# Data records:

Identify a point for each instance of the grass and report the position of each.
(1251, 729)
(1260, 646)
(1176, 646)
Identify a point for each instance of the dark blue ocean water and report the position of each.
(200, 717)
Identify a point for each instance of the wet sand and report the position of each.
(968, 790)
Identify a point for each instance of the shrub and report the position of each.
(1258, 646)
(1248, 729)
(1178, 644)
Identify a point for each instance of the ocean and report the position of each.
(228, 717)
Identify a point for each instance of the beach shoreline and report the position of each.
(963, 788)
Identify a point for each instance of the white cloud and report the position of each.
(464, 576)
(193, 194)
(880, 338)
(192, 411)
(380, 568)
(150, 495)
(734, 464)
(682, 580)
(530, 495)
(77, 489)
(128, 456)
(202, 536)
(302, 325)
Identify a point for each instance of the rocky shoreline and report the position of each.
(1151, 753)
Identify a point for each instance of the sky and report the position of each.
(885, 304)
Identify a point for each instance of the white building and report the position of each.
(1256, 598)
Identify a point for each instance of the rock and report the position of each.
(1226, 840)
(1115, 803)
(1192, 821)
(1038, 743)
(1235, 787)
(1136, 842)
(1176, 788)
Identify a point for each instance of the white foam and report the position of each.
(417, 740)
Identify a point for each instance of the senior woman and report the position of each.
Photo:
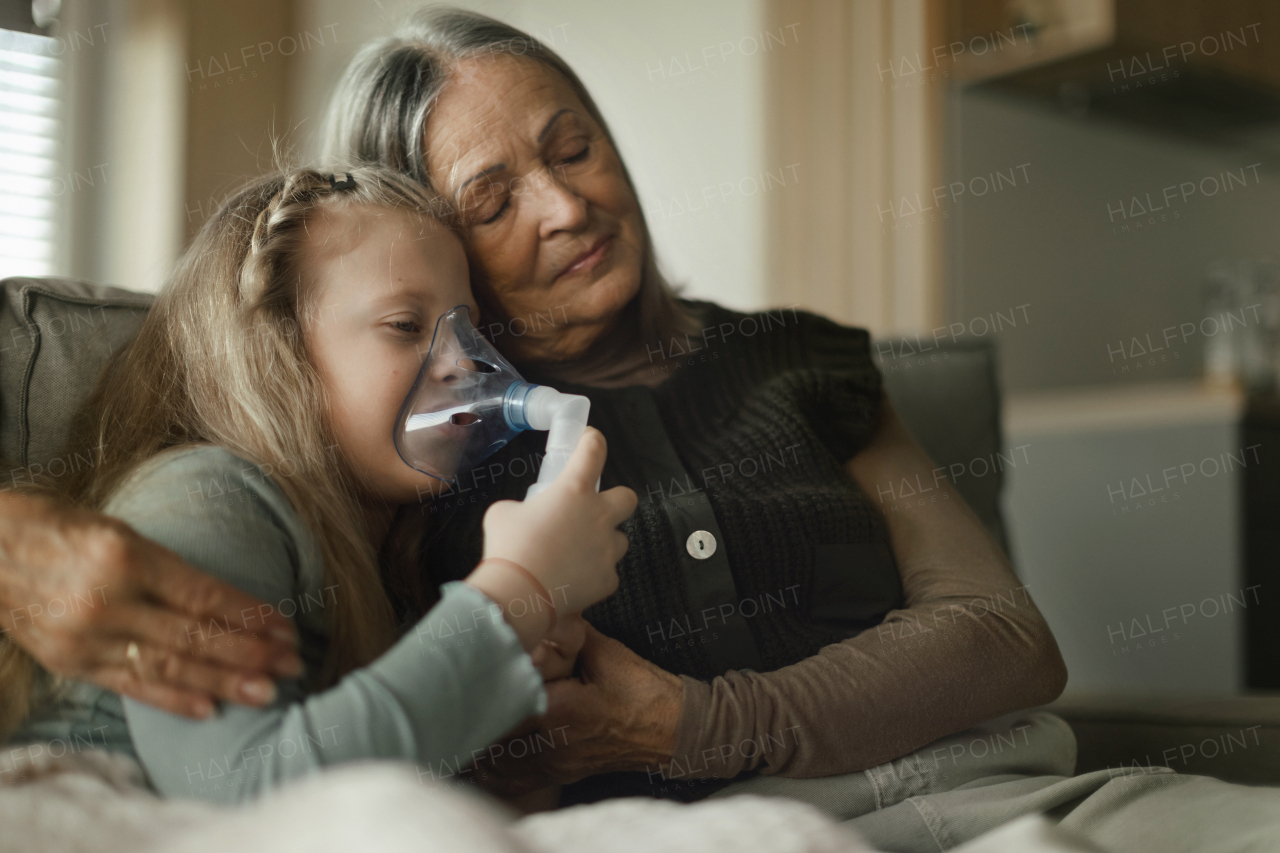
(758, 561)
(777, 621)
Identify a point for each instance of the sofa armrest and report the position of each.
(1235, 738)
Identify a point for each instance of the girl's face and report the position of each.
(554, 232)
(375, 281)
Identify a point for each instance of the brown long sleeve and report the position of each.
(968, 646)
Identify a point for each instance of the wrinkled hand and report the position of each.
(76, 587)
(621, 715)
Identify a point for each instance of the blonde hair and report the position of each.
(220, 360)
(378, 114)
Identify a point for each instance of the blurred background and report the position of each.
(1087, 186)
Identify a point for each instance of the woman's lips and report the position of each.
(589, 259)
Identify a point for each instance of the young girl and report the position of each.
(248, 428)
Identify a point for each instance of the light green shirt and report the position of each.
(453, 684)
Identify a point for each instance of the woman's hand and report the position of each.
(621, 715)
(567, 537)
(557, 655)
(77, 587)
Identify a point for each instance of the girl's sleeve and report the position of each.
(451, 687)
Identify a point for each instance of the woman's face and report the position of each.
(376, 282)
(553, 231)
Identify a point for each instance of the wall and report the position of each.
(1051, 243)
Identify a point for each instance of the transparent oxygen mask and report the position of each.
(467, 402)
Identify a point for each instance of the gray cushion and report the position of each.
(1229, 738)
(949, 397)
(55, 337)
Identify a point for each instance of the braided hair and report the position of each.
(220, 360)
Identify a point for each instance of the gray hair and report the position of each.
(378, 115)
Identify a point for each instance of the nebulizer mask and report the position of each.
(469, 401)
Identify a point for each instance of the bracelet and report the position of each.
(533, 578)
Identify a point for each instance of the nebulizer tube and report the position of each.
(467, 402)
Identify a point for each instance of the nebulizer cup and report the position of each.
(467, 402)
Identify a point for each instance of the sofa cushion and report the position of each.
(1230, 738)
(55, 337)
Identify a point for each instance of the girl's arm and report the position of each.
(451, 687)
(968, 646)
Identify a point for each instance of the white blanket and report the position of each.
(96, 802)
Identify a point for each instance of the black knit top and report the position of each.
(750, 547)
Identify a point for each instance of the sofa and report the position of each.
(55, 334)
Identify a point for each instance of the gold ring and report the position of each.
(135, 656)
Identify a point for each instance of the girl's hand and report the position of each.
(76, 587)
(567, 537)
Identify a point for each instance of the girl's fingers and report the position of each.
(187, 703)
(585, 465)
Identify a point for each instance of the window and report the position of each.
(31, 187)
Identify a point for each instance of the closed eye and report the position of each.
(499, 211)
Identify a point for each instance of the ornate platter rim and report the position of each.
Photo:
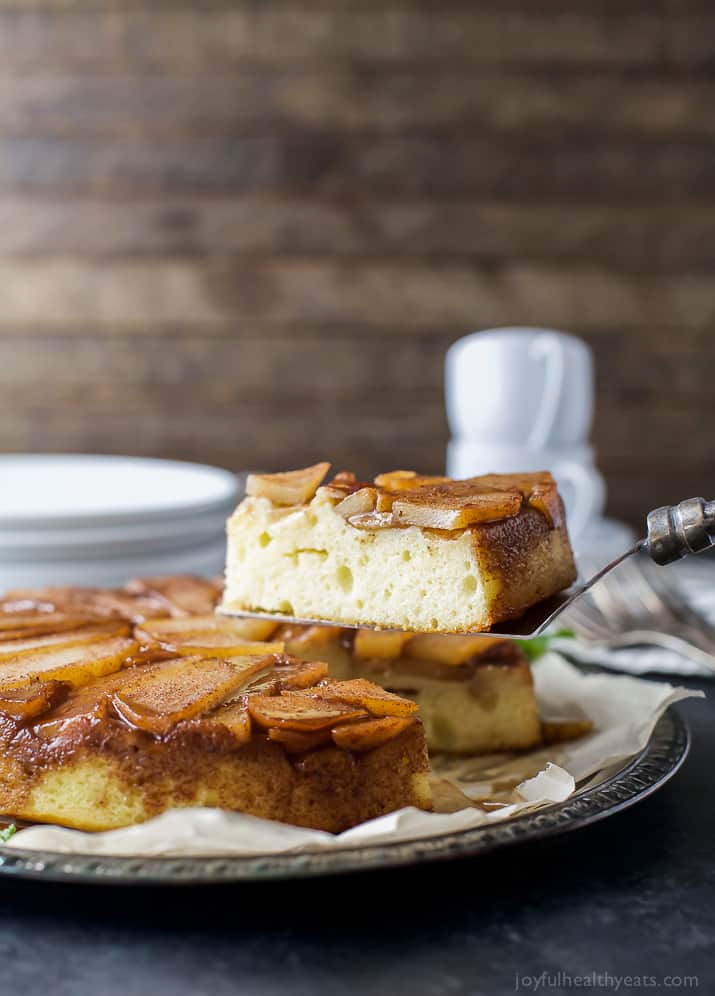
(638, 778)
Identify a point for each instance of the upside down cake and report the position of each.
(407, 552)
(105, 721)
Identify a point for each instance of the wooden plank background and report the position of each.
(247, 232)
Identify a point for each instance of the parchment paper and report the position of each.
(468, 792)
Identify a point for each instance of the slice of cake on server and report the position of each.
(422, 554)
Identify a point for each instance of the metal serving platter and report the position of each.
(658, 762)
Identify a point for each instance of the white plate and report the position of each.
(111, 540)
(206, 559)
(57, 491)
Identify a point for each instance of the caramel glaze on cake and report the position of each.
(113, 731)
(404, 551)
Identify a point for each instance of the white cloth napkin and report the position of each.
(696, 580)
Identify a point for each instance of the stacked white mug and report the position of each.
(522, 399)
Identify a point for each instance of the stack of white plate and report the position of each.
(100, 520)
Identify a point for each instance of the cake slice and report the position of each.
(475, 694)
(421, 554)
(111, 730)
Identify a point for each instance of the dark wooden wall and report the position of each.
(246, 232)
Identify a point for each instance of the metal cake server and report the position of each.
(673, 532)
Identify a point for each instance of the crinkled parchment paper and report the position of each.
(468, 792)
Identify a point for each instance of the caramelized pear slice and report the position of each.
(234, 717)
(183, 593)
(406, 480)
(372, 520)
(297, 742)
(357, 503)
(556, 731)
(167, 693)
(363, 693)
(448, 649)
(447, 508)
(75, 665)
(207, 635)
(21, 625)
(300, 639)
(383, 644)
(300, 674)
(91, 601)
(33, 700)
(370, 733)
(294, 487)
(90, 634)
(539, 489)
(293, 711)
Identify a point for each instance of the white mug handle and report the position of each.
(551, 348)
(589, 492)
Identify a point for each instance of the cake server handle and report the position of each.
(674, 531)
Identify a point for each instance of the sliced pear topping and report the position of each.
(453, 508)
(235, 719)
(90, 634)
(360, 692)
(302, 639)
(297, 742)
(32, 700)
(293, 487)
(385, 644)
(300, 674)
(21, 625)
(406, 480)
(76, 665)
(372, 520)
(293, 711)
(357, 503)
(370, 733)
(184, 593)
(164, 694)
(207, 635)
(447, 649)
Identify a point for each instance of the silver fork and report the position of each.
(635, 606)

# REQUEST:
Please repeat the entries exactly. Do not include the pictures.

# CORRECT RESPONSE:
Identify a point for each instance of the grass and report the position of each.
(1251, 729)
(1260, 646)
(1176, 646)
Identify a point for each instance of the dark blue ocean water and report the position of each.
(200, 717)
Identify a point for each instance of the wet sand and report the position of each.
(968, 790)
Identify a point for each instance of the shrub and report the position of each.
(1258, 646)
(1248, 729)
(1178, 644)
Identify a point for each instance of the ocean and report the position of each.
(228, 717)
Identify a point for each instance of the beach shoreline and report the position of each.
(963, 788)
Identify a point for each instance of the white cloud and report the position of each.
(464, 576)
(193, 194)
(880, 338)
(192, 411)
(380, 568)
(150, 495)
(734, 464)
(682, 580)
(530, 495)
(77, 489)
(128, 456)
(202, 536)
(302, 325)
Identify a point for each instance of the rocky shoreline and report the position of each.
(1151, 753)
Identify a point for each instance of the sky and report the position of each.
(885, 304)
Identify a point for each instance of the white building and report the position of each.
(1256, 598)
Identify a point for each instance of the rock and report the position of each.
(1226, 840)
(1115, 803)
(1192, 821)
(1038, 743)
(1235, 787)
(1136, 842)
(1176, 788)
Identify a point for each instance of the white foam and report the position of each.
(417, 740)
Identify a point for each instance of the senior woman and report the position of each.
Photo:
(758, 561)
(777, 621)
Identify a point for each instance of the sofa armrest and report the position of each.
(1235, 738)
Identify a point for each instance of the girl's face and report the position of each.
(554, 232)
(375, 281)
Identify a point for each instance of the brown long sleeve and report the position of each.
(968, 646)
Identify a point for each instance of the wrinkled hand and report the position of each.
(76, 587)
(621, 715)
Identify a point for each instance of the blonde hair and report the position of each.
(220, 360)
(378, 114)
Identify a point for each instance of the blurred background and report the position of each.
(1087, 186)
Identify a point for each instance of the woman's lips and report the position of each.
(589, 259)
Identify a point for each instance of the young girl and report the position of each.
(248, 428)
Identify a point for each instance of the light green shirt and report the position of each.
(453, 684)
Identify a point for each instance of the woman's hand and report the position of each.
(621, 715)
(567, 537)
(557, 655)
(77, 587)
Identify a point for each instance of the girl's sleeve and report the position of each.
(451, 687)
Identify a point for each instance of the woman's face and report the position of each.
(376, 282)
(553, 231)
Identify a point for each instance of the wall and report the position of each.
(1051, 243)
Identify a point for each instance of the transparent oxygen mask and report the position of each.
(467, 402)
Identify a point for each instance of the gray cushion and report the position of each.
(1229, 738)
(949, 397)
(55, 337)
Identify a point for each instance of the braided hair and report the position of each.
(220, 360)
Identify a point for each instance of the gray hair and report the position of each.
(378, 115)
Identify a point for each instance of the nebulizer mask and report the position of each.
(469, 401)
Identify a point for each instance of the bracelet and report the position of each.
(533, 578)
Identify a point for each instance of the nebulizer tube and report the position of each.
(467, 402)
Identify a point for each instance of the nebulizer cup and report the position of each.
(467, 402)
Identify a point for each instance of the sofa cushion and report the position of each.
(1230, 738)
(55, 337)
Identify a point for each instance of the girl's arm and report the position of each.
(451, 687)
(968, 646)
Identify a point for each instance of the white blanket and report the position of each.
(96, 802)
Identify a point for each instance of the black knit top and report the position of each.
(750, 547)
Identify a point for each instance of the sofa and report the position of each.
(55, 334)
Identify a point for each instance of the gold ring and report the position of each.
(135, 656)
Identify a point for each instance of the girl's hand and report the position of each.
(76, 587)
(567, 537)
Identify a point for each instance of the girl's fingers and report the position of each.
(187, 703)
(585, 465)
Identify a point for each instance of the window and report the position of each.
(31, 187)
Identify a point for each instance of the closed eye and report the position of each.
(499, 211)
Identify a point for each instance of the ornate platter rim and report the position of each.
Photo:
(638, 778)
Identify a point for each instance of the upside down cake and report the position of each.
(407, 552)
(105, 721)
Identify a point for each instance of the wooden plank background and report the position of each.
(247, 232)
Identify a point for each instance of the parchment paper and report the position of each.
(468, 792)
Identify a point for each instance of the slice of cake on server and report the position of each.
(422, 554)
Identify a point for each instance of the metal serving platter and report the position of each.
(658, 762)
Identify a point for each instance of the white plate and report the position of each.
(111, 540)
(206, 559)
(57, 491)
Identify a point for each instance of the caramel glaze on cake and report the position of each.
(113, 731)
(404, 551)
Identify a point for each instance of the white cloth napkin and report the position of each.
(696, 580)
Identify a point for each instance of the stacked white mug and report the position of each.
(522, 399)
Identify a point for each instance of the stack of white plate and report the position of each.
(100, 520)
Identify a point for each instance of the cake slice and report the position of each.
(475, 694)
(421, 554)
(111, 730)
Identify a point for each instance of the dark wooden wall and report the position of each.
(246, 232)
Identify a point for each instance of the metal cake server and report the position of each.
(673, 532)
Identify a point for each instance of the crinkled parchment paper and report the position of each.
(468, 792)
Identify a point for each instance of the caramelized pear slice and report the position of each.
(234, 717)
(183, 593)
(406, 480)
(372, 520)
(297, 742)
(357, 503)
(556, 731)
(167, 693)
(363, 693)
(448, 649)
(447, 508)
(75, 665)
(207, 635)
(21, 625)
(300, 639)
(383, 644)
(300, 674)
(91, 601)
(33, 700)
(370, 733)
(294, 487)
(90, 634)
(539, 489)
(293, 711)
Identify a point for each instance of the white mug handle and report the position of each.
(551, 348)
(589, 492)
Identify a point for each instance of the cake server handle and report the position of each.
(674, 531)
Identify a point for each instance of the sliced pear topping and report the position of each.
(453, 508)
(235, 719)
(90, 634)
(360, 692)
(302, 639)
(297, 742)
(32, 700)
(293, 487)
(385, 644)
(300, 674)
(21, 625)
(406, 480)
(76, 665)
(372, 520)
(293, 711)
(357, 503)
(370, 733)
(184, 593)
(164, 694)
(207, 635)
(447, 649)
Identify a point for each instance of the silver fork and report the position of each.
(635, 606)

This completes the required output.